■ **SUPPLIED TEXT**
>> Start
In the matter between:


H & W DISTRIBUTORS 

Applicant


and



CCMA

First Respondent


CHITANE SOZA, N.O.

Second Respondent


HENDRICH THEODORE POFADDER

Third Respondent


KENNETH VAN SCHALKWYK

Fourth Respondent


LESEGO KLIP

Fifth Respondent


Heard:  29 June 2023


Date of Judgment:  This judgment was handed down electronically by circulation to the parties’ legal representatives by email, publication on the Labour Court website and release to SAFLII. The date and time for handing down judgment is deemed to be 10h00 on 13 July 2023   


JUDGMENT

 

K NAIDOO, AJ

 

Introduction

 

1. The third, fourth and fifth respondents are all former employees of H&W Distributors - the applicant in this application, a wholesale distribution business located in Upington in the Northern Cape. They were all dismissed by the applicant for dishonesty, having allegedly “stolen” one additional hour from the time that they were allocated to do a delivery for the applicant. For the sake of convenience, I refer to them collectively as the respondent employees.

 

2. On 23 February 2022, the Commission for Conciliation, Mediation and Arbitration (CCMA) issued an arbitration award in the respondent employees’ unfair dismissal dispute with the applicant, in the absence of the applicant, in terms of which their dismissals were found to be substantively unfair. The applicant was ordered to reinstate each of them with full retrospective effect.

 

3. The applicant now seeks to review the arbitration award. The application is unopposed.[1]

 

Material facts

 

4. The respondent employees were all permanently employed by the applicant until they were dismissed on 1 December 2021. The reason for their dismissals is that they allegedly “stole” one additional hour from the time that the applicant allocated to them for a return trip to do a delivery to Rietfontein, a town in the Northern Cape on the Namibian border, approximately 263 kms outside of Upington. The respondent employees admitted to returning late. They indicated that on the return trip, they stopped the vehicle in Askham, another town approximately 180 kms outside Upington, to check the vehicle, eat and use the ablution facilities. As a result, they arrived back at the applicant approximately one hour outside of the allocated time for the total trip.

 

5. On 6 December 2021, the third respondent completed and signed the CCMA’s form 7.11, served it on the applicant and filed it with the CCMA. In the section of the form requiring the name of the referring party, the third respondent inserted his own name and contact details. In addition to this, in the section of the form requiring alternative contact details for the employee, the fourth respondent’s name was inserted. The fifth respondent was not referred to at all. In various other places on the form, reference is made to “we”, in the plural – under the heading Discrimination Matter, it is stated that “we ask him to take his 1 hour and a half”; in the summary of the facts of the dispute it is stated that “he claim that we stole 1 hour of his time”; in the description of the procedural unfairness it is stated that “from the start we were found guilty”; and in the description of the substantive issues it is stated that “we were found guilty before the hearing”.
>> End
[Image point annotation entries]
>> Start
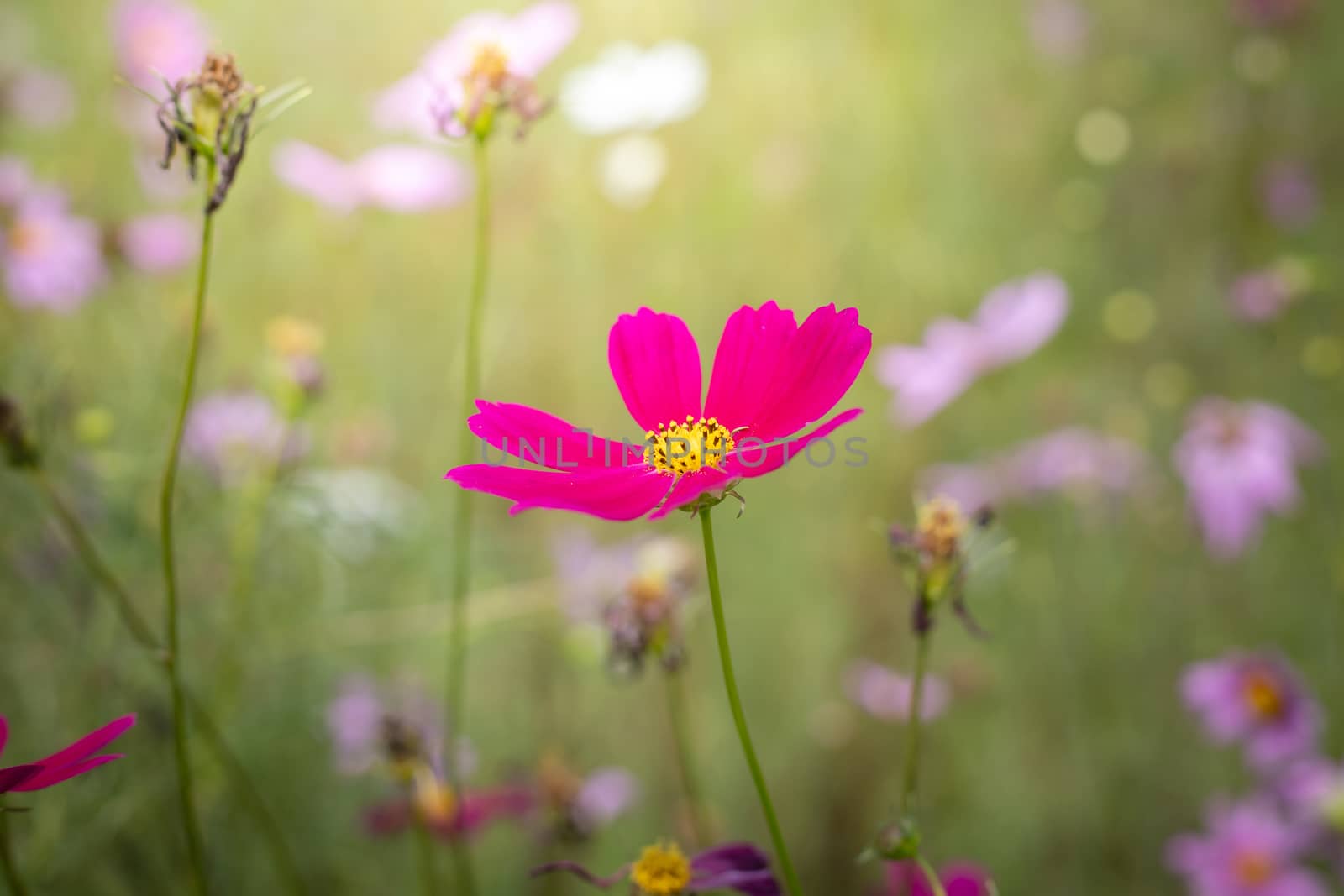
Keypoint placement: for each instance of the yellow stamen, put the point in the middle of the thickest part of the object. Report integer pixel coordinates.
(685, 448)
(662, 871)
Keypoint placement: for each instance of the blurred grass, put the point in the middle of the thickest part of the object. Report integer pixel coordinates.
(898, 156)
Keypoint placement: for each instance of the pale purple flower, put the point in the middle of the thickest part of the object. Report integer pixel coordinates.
(159, 244)
(398, 179)
(1066, 459)
(50, 258)
(237, 432)
(1059, 29)
(1261, 296)
(1247, 851)
(1240, 464)
(887, 694)
(1290, 194)
(486, 51)
(1014, 322)
(1254, 700)
(38, 97)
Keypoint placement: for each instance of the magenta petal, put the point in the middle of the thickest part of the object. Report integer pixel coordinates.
(753, 458)
(656, 365)
(51, 775)
(824, 358)
(616, 493)
(753, 347)
(542, 438)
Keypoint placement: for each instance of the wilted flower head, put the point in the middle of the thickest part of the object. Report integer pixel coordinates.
(1247, 851)
(484, 67)
(50, 258)
(1240, 464)
(1254, 700)
(1014, 322)
(635, 590)
(159, 244)
(398, 179)
(887, 694)
(663, 869)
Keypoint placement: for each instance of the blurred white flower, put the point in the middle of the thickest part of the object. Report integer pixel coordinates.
(633, 89)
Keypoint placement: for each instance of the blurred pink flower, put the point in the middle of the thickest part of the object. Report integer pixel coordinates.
(887, 694)
(50, 257)
(1014, 322)
(1256, 700)
(64, 765)
(486, 53)
(1261, 296)
(1240, 464)
(39, 98)
(159, 244)
(1247, 851)
(398, 179)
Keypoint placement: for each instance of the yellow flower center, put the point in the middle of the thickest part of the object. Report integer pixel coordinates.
(490, 66)
(1263, 694)
(685, 448)
(662, 871)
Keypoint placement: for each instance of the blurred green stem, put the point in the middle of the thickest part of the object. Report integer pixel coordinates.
(730, 683)
(143, 636)
(685, 757)
(463, 521)
(186, 793)
(7, 862)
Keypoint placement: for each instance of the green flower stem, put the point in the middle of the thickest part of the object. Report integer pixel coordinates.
(463, 523)
(186, 793)
(685, 757)
(739, 719)
(7, 862)
(140, 631)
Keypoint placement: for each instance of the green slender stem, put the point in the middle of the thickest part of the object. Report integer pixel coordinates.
(730, 683)
(685, 757)
(186, 793)
(140, 631)
(7, 862)
(911, 775)
(463, 517)
(932, 876)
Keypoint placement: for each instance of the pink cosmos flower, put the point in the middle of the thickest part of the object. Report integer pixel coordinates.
(487, 55)
(1240, 464)
(398, 179)
(770, 379)
(1014, 322)
(1247, 851)
(159, 244)
(1256, 700)
(50, 257)
(64, 765)
(887, 694)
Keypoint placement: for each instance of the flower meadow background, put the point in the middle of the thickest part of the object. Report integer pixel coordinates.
(1160, 188)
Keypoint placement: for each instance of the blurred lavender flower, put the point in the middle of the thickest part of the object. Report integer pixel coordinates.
(486, 65)
(1014, 322)
(38, 97)
(632, 589)
(159, 244)
(1059, 29)
(398, 179)
(1068, 459)
(1247, 851)
(887, 694)
(50, 258)
(1254, 700)
(1240, 464)
(1290, 194)
(237, 432)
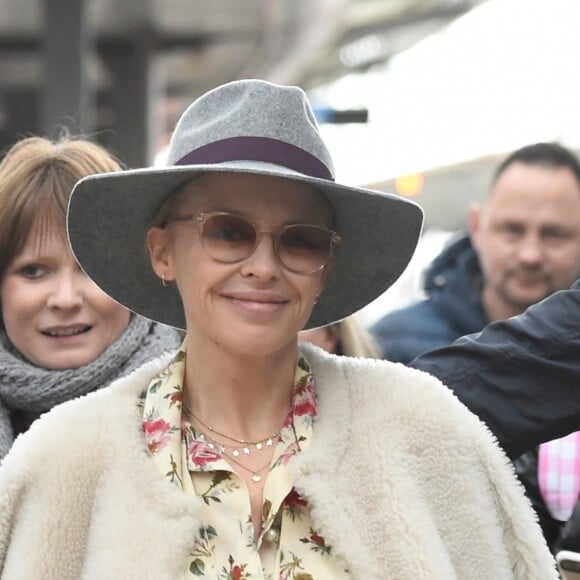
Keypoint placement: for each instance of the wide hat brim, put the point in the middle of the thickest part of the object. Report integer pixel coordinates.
(108, 217)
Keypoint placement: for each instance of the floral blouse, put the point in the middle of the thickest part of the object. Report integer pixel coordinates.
(225, 548)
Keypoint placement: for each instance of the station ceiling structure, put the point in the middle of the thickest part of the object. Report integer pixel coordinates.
(123, 70)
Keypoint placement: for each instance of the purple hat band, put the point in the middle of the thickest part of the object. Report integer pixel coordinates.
(258, 149)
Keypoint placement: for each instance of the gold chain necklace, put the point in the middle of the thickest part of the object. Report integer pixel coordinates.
(243, 445)
(221, 449)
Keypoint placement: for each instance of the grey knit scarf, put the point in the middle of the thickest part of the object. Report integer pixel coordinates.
(26, 388)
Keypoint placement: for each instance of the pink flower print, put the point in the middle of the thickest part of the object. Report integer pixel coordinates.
(200, 454)
(290, 451)
(294, 499)
(156, 434)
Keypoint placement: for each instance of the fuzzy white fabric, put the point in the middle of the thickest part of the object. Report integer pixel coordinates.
(404, 484)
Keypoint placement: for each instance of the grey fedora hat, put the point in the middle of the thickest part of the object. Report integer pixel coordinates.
(248, 126)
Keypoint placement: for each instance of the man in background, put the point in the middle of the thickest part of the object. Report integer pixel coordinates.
(523, 245)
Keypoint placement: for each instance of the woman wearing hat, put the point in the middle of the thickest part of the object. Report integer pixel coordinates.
(60, 335)
(243, 455)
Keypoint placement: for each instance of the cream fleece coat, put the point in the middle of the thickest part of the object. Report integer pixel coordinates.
(404, 484)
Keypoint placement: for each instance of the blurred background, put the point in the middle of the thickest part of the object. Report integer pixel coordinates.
(418, 97)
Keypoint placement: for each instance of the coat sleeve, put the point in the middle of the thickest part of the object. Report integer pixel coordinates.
(520, 376)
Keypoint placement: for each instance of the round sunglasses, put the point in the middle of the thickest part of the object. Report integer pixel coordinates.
(229, 238)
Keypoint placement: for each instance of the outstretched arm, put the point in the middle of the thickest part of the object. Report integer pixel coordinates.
(521, 376)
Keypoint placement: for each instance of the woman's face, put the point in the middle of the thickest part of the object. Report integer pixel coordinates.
(53, 314)
(253, 307)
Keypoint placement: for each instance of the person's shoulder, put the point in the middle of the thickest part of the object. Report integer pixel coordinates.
(389, 391)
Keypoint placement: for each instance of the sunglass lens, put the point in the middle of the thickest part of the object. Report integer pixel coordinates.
(304, 248)
(228, 238)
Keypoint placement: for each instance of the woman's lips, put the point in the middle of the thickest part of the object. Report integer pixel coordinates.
(66, 331)
(257, 302)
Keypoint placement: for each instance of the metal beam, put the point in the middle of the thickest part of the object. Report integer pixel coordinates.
(67, 98)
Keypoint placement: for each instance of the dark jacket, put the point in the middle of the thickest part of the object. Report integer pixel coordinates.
(521, 375)
(453, 307)
(559, 535)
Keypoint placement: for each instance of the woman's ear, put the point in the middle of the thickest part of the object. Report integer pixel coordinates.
(159, 246)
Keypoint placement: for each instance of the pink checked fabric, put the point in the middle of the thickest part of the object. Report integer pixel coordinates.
(559, 474)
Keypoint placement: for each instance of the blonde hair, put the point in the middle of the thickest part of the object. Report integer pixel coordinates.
(36, 179)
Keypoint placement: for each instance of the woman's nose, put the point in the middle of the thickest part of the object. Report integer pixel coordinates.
(67, 292)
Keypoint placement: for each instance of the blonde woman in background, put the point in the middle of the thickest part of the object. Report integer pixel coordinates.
(60, 335)
(247, 455)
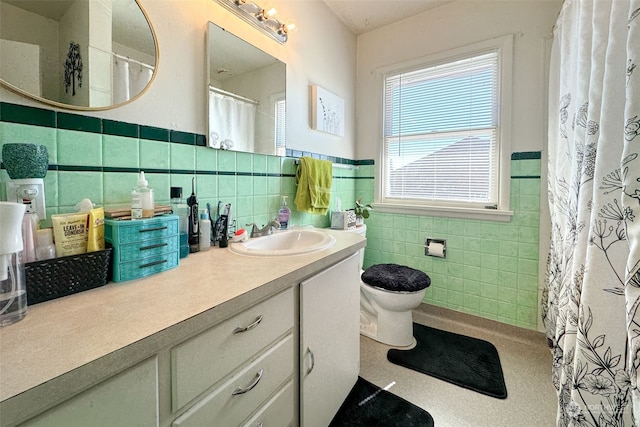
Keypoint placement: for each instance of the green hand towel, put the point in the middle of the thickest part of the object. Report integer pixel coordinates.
(314, 185)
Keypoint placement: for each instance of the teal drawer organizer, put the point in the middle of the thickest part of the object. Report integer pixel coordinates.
(144, 246)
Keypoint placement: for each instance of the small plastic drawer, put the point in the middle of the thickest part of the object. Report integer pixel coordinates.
(121, 232)
(123, 271)
(147, 248)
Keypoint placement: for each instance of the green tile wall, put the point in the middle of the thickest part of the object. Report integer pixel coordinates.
(100, 160)
(491, 269)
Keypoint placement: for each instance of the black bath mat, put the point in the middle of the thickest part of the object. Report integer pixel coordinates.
(369, 405)
(468, 362)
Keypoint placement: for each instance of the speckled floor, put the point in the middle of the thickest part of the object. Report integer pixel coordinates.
(526, 364)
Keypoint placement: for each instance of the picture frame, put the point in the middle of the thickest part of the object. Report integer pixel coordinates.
(327, 111)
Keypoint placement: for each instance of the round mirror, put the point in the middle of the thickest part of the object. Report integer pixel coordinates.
(77, 54)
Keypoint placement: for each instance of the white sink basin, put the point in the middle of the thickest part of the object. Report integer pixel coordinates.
(285, 243)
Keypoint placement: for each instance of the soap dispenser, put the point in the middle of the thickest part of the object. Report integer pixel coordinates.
(142, 204)
(194, 221)
(284, 214)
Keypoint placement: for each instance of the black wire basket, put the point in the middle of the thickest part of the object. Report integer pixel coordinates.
>> End
■ **EXERCISE**
From the labor court judgment above, copy out the passage starting at "2. On 23 February" and ending at "full retrospective effect.".

■ **ANSWER**
2. On 23 February 2022, the Commission for Conciliation, Mediation and Arbitration (CCMA) issued an arbitration award in the respondent employees’ unfair dismissal dispute with the applicant, in the absence of the applicant, in terms of which their dismissals were found to be substantively unfair. The applicant was ordered to reinstate each of them with full retrospective effect.